BEGIN

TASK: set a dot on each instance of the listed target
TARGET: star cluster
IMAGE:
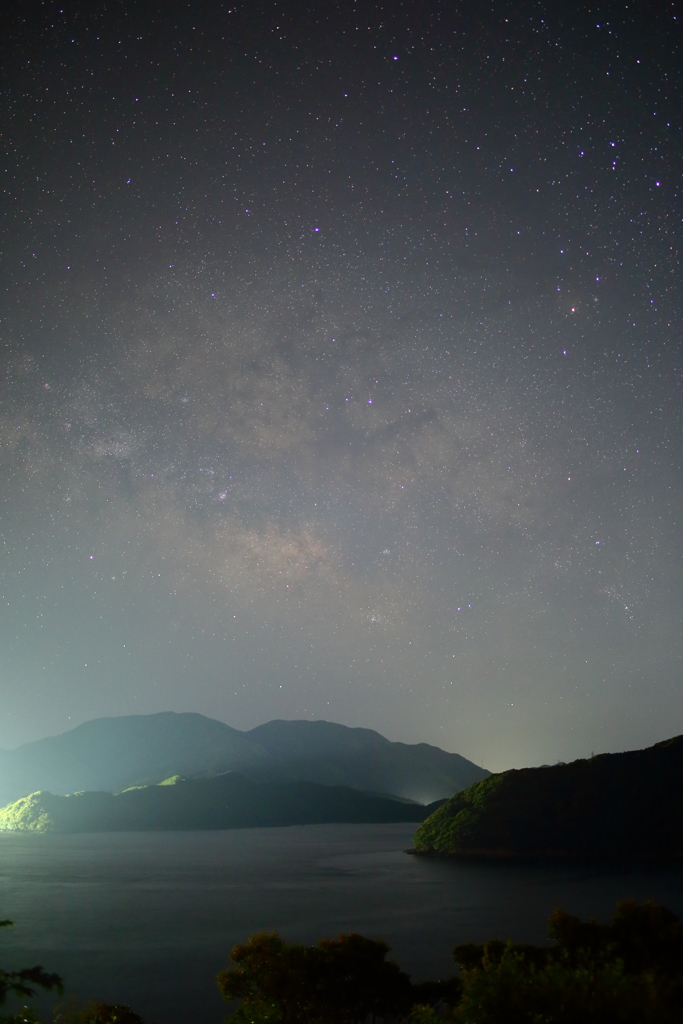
(341, 371)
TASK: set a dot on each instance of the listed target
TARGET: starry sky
(341, 369)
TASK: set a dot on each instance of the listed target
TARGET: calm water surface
(148, 919)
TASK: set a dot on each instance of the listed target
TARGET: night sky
(341, 369)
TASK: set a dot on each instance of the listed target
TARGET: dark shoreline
(548, 857)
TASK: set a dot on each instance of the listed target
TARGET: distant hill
(229, 801)
(112, 754)
(611, 806)
(336, 755)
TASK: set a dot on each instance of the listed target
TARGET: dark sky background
(341, 369)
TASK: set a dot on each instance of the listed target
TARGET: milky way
(341, 372)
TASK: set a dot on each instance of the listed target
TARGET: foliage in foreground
(627, 972)
(20, 982)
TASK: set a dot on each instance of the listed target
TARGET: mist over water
(148, 919)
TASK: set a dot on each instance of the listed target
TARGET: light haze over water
(148, 919)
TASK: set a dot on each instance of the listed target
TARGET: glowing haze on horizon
(341, 371)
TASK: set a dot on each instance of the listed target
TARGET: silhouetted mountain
(612, 806)
(115, 753)
(325, 752)
(229, 801)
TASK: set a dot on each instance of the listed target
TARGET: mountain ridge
(227, 801)
(610, 806)
(114, 754)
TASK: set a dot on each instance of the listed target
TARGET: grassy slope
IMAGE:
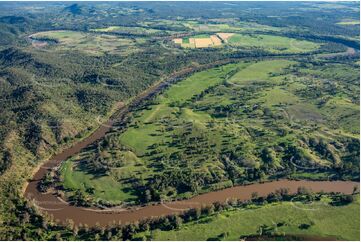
(341, 222)
(272, 43)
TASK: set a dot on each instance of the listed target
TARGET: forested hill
(65, 67)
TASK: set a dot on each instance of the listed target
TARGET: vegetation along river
(61, 211)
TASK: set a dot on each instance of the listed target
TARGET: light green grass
(351, 22)
(89, 43)
(105, 187)
(341, 222)
(272, 43)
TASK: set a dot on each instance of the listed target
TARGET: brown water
(61, 211)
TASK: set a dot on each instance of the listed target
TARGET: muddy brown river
(61, 211)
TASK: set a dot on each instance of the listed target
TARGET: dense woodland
(53, 96)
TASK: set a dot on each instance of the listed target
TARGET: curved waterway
(62, 211)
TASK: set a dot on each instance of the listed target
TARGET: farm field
(129, 30)
(112, 111)
(274, 44)
(203, 107)
(284, 219)
(93, 44)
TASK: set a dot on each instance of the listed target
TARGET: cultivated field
(284, 219)
(89, 43)
(204, 108)
(272, 43)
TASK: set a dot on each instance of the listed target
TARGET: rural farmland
(179, 121)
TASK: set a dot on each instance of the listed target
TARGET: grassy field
(242, 109)
(341, 222)
(272, 43)
(351, 22)
(129, 30)
(105, 187)
(89, 43)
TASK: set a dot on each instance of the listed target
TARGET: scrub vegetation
(266, 94)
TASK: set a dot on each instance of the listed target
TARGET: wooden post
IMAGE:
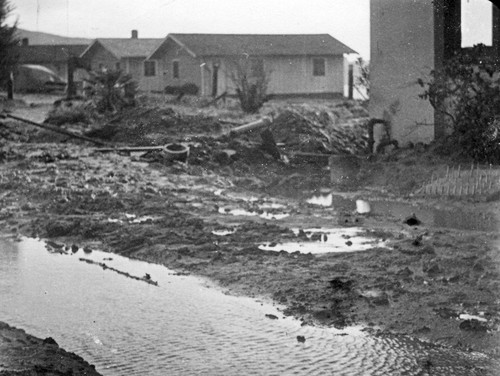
(10, 86)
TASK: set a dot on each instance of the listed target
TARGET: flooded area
(453, 218)
(186, 326)
(320, 240)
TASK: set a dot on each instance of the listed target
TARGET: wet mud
(192, 217)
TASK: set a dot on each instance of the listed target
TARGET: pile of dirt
(152, 126)
(310, 131)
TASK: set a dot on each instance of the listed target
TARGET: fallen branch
(54, 129)
(261, 123)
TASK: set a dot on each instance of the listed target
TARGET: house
(409, 39)
(294, 64)
(127, 54)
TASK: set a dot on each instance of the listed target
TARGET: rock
(412, 220)
(363, 207)
(50, 341)
(338, 284)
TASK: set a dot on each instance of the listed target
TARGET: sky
(345, 20)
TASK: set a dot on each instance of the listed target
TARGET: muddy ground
(146, 206)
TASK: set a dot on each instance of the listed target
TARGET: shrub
(186, 89)
(250, 79)
(466, 91)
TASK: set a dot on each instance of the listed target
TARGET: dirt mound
(153, 126)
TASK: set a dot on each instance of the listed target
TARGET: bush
(466, 91)
(186, 89)
(250, 79)
(111, 90)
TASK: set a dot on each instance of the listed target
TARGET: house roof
(257, 44)
(41, 54)
(126, 47)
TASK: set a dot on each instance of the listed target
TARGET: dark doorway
(215, 79)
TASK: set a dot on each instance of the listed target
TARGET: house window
(175, 69)
(476, 22)
(319, 66)
(257, 68)
(149, 68)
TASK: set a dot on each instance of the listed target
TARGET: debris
(412, 220)
(54, 129)
(271, 316)
(363, 207)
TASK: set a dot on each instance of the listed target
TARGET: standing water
(125, 326)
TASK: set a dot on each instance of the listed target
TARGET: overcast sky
(346, 20)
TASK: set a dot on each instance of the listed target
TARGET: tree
(466, 91)
(250, 79)
(8, 44)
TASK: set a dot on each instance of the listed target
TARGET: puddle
(183, 327)
(326, 241)
(246, 213)
(448, 218)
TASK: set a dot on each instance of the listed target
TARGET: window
(149, 68)
(175, 69)
(318, 66)
(257, 68)
(476, 22)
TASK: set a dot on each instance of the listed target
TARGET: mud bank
(210, 216)
(23, 354)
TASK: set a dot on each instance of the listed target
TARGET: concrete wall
(402, 51)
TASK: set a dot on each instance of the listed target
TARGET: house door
(215, 79)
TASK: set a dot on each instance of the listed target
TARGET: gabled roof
(200, 45)
(126, 47)
(41, 54)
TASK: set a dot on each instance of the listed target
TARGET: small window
(476, 22)
(318, 67)
(149, 68)
(175, 69)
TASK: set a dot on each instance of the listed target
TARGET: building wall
(289, 75)
(402, 51)
(189, 69)
(100, 57)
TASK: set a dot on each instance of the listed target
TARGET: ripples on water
(183, 327)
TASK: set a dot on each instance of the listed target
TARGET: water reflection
(448, 218)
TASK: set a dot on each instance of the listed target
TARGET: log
(54, 129)
(130, 149)
(264, 122)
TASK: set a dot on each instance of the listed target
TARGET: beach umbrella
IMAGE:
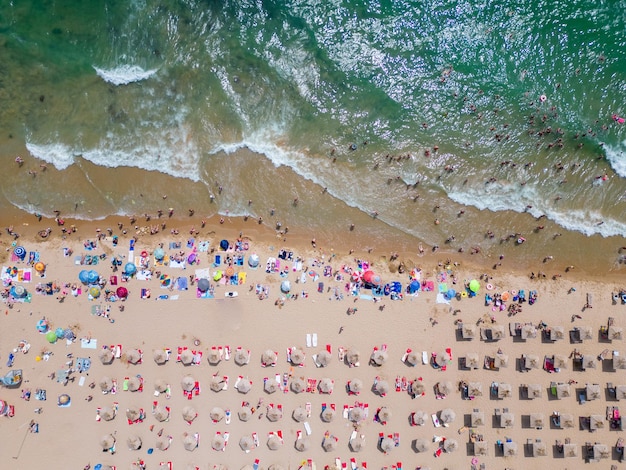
(190, 442)
(121, 292)
(353, 357)
(299, 414)
(323, 358)
(161, 414)
(268, 358)
(421, 445)
(382, 387)
(106, 356)
(186, 357)
(357, 444)
(188, 383)
(189, 413)
(134, 442)
(447, 415)
(244, 386)
(106, 384)
(216, 414)
(356, 415)
(302, 444)
(387, 444)
(160, 385)
(246, 443)
(329, 443)
(203, 285)
(107, 442)
(218, 442)
(298, 385)
(274, 414)
(107, 413)
(450, 445)
(271, 386)
(274, 442)
(326, 385)
(160, 356)
(241, 357)
(297, 356)
(163, 442)
(134, 384)
(379, 357)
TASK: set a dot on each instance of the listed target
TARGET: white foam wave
(124, 74)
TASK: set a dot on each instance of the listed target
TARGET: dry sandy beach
(70, 437)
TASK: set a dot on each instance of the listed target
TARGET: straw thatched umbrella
(382, 387)
(218, 442)
(379, 357)
(159, 356)
(504, 390)
(357, 444)
(186, 357)
(245, 413)
(190, 442)
(472, 361)
(106, 384)
(274, 414)
(216, 414)
(329, 443)
(107, 413)
(450, 445)
(107, 442)
(447, 415)
(387, 444)
(134, 384)
(246, 443)
(189, 413)
(106, 356)
(326, 385)
(241, 357)
(481, 448)
(134, 442)
(271, 386)
(353, 357)
(419, 418)
(160, 385)
(356, 415)
(534, 391)
(161, 414)
(477, 418)
(297, 356)
(328, 414)
(217, 383)
(537, 420)
(163, 442)
(298, 385)
(133, 356)
(355, 386)
(302, 444)
(540, 449)
(421, 445)
(509, 449)
(299, 414)
(188, 383)
(244, 386)
(274, 442)
(412, 359)
(268, 358)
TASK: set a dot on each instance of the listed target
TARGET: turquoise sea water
(351, 96)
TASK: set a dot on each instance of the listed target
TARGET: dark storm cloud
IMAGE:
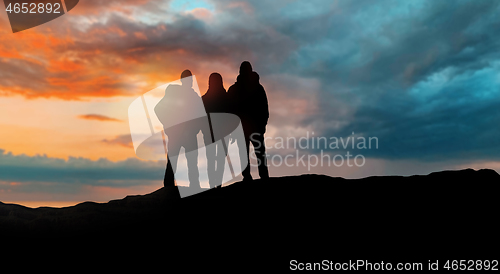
(420, 76)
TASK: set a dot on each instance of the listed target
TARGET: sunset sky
(421, 76)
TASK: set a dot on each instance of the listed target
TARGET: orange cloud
(98, 117)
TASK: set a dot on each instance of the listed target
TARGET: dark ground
(309, 216)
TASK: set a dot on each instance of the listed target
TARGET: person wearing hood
(215, 101)
(249, 101)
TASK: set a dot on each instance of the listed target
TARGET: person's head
(245, 68)
(186, 78)
(215, 81)
(255, 78)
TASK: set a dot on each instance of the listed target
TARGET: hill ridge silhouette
(434, 206)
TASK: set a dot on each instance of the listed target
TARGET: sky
(421, 76)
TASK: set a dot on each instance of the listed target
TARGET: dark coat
(249, 101)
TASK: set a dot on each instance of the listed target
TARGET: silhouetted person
(215, 101)
(182, 114)
(249, 102)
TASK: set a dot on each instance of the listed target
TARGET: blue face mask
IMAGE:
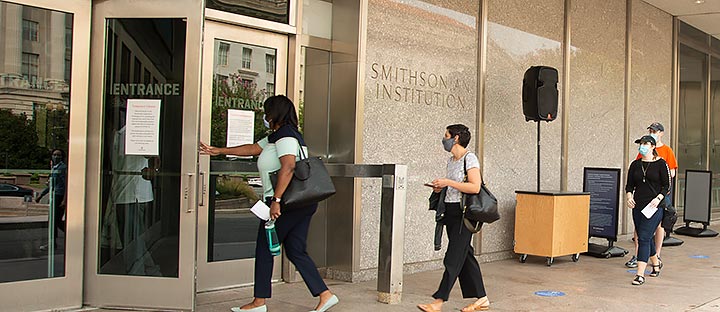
(644, 150)
(448, 144)
(655, 137)
(265, 122)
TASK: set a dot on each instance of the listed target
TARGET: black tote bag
(480, 207)
(310, 183)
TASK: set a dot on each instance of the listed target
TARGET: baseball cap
(656, 126)
(646, 138)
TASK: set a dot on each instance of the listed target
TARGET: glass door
(241, 68)
(43, 108)
(143, 126)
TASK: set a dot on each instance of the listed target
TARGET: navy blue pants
(292, 228)
(646, 231)
(460, 263)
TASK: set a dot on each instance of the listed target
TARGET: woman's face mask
(655, 136)
(448, 143)
(265, 122)
(644, 150)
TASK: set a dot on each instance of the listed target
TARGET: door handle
(189, 187)
(202, 188)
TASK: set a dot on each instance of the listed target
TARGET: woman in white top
(278, 152)
(460, 263)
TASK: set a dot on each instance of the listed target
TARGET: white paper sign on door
(143, 127)
(241, 128)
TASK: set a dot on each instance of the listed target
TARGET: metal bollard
(392, 234)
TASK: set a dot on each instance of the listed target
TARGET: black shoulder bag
(669, 212)
(479, 208)
(310, 183)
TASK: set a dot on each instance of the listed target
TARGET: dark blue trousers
(460, 263)
(292, 228)
(646, 231)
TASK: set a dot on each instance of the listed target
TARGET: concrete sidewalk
(687, 283)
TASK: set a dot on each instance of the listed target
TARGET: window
(222, 53)
(247, 56)
(270, 63)
(30, 67)
(30, 30)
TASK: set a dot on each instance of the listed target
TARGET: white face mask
(265, 122)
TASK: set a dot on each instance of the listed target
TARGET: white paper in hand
(261, 210)
(649, 211)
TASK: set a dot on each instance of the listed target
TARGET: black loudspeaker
(540, 93)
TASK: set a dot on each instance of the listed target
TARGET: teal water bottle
(273, 241)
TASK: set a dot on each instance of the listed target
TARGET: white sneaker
(262, 308)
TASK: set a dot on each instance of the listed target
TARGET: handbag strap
(301, 153)
(482, 181)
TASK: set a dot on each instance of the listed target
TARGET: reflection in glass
(693, 86)
(691, 114)
(690, 33)
(244, 76)
(271, 10)
(34, 128)
(715, 129)
(140, 208)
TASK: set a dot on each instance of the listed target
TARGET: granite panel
(597, 88)
(520, 34)
(420, 76)
(651, 74)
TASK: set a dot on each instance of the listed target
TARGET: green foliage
(234, 187)
(19, 143)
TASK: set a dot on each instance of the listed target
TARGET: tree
(18, 142)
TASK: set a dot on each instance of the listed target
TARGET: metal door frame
(137, 291)
(231, 273)
(64, 292)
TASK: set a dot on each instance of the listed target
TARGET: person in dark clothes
(648, 181)
(460, 263)
(279, 152)
(57, 187)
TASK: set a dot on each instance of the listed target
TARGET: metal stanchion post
(392, 228)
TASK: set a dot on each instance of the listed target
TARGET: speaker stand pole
(538, 173)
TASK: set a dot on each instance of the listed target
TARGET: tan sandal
(475, 306)
(427, 308)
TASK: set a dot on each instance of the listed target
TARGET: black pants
(292, 228)
(459, 262)
(59, 212)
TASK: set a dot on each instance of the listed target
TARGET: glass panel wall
(715, 129)
(35, 64)
(699, 110)
(142, 141)
(244, 76)
(693, 87)
(271, 10)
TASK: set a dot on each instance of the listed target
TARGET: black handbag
(310, 183)
(479, 208)
(669, 213)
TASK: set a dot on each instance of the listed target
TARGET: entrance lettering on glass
(135, 89)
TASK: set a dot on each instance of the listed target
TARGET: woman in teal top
(278, 152)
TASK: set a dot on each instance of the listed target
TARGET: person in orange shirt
(657, 130)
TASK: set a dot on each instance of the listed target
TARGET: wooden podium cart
(551, 224)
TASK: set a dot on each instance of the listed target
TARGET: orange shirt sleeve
(669, 157)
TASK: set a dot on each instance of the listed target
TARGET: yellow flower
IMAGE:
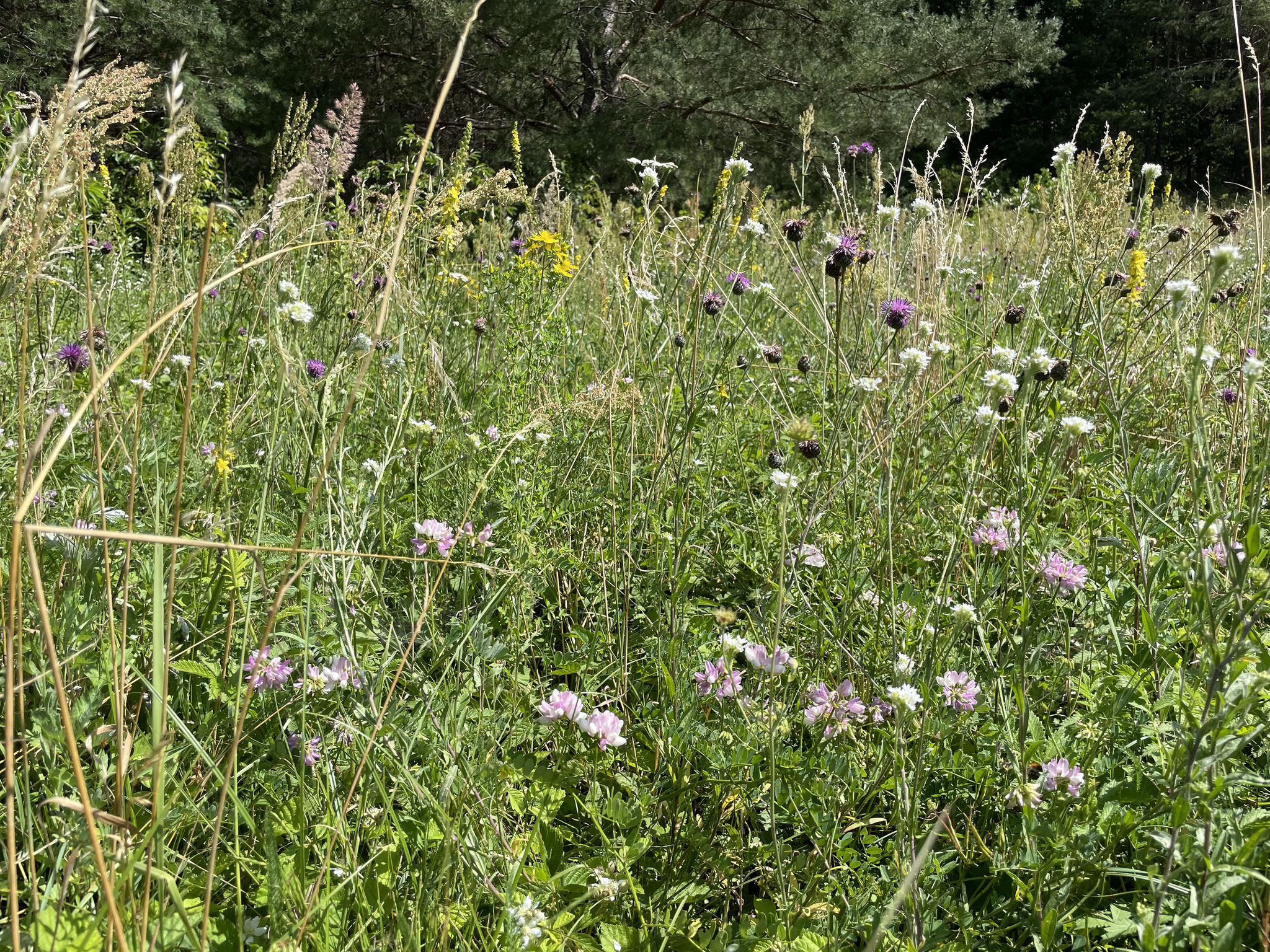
(1137, 273)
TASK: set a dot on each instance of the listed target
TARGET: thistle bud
(809, 448)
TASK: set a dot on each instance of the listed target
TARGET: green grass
(630, 494)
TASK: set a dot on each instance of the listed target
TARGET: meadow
(417, 558)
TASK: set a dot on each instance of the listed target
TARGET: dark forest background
(601, 81)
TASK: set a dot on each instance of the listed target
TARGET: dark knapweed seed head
(794, 229)
(897, 312)
(74, 356)
(99, 338)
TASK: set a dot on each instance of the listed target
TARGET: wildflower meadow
(414, 557)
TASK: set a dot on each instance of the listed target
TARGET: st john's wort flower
(1061, 575)
(961, 692)
(563, 705)
(775, 662)
(607, 728)
(836, 707)
(1059, 775)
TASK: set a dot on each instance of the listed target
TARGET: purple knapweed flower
(961, 692)
(1061, 575)
(897, 312)
(74, 356)
(563, 705)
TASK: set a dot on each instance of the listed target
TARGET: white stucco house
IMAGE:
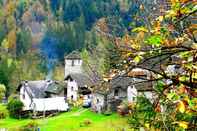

END

* **What the task requires**:
Collect every line above that contains the word "paper" and list each one in full.

* **Task solution**:
TARGET: white paper sign on door
TARGET: white paper in hand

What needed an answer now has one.